Transcribe the records below exactly as they appear.

Start of Record excerpts

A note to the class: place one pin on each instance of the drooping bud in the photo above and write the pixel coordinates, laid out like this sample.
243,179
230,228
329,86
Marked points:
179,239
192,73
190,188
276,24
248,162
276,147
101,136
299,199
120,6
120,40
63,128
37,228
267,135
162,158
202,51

End of Record excerpts

_Written response_.
A note to the class: place one pin on each instance of the drooping bud in the photo above and write the pixel coordinates, laid out like this sample.
243,179
230,228
329,86
Marked points:
179,239
192,73
190,188
276,24
248,162
276,147
101,136
299,199
120,6
120,40
63,128
37,228
267,135
162,158
202,51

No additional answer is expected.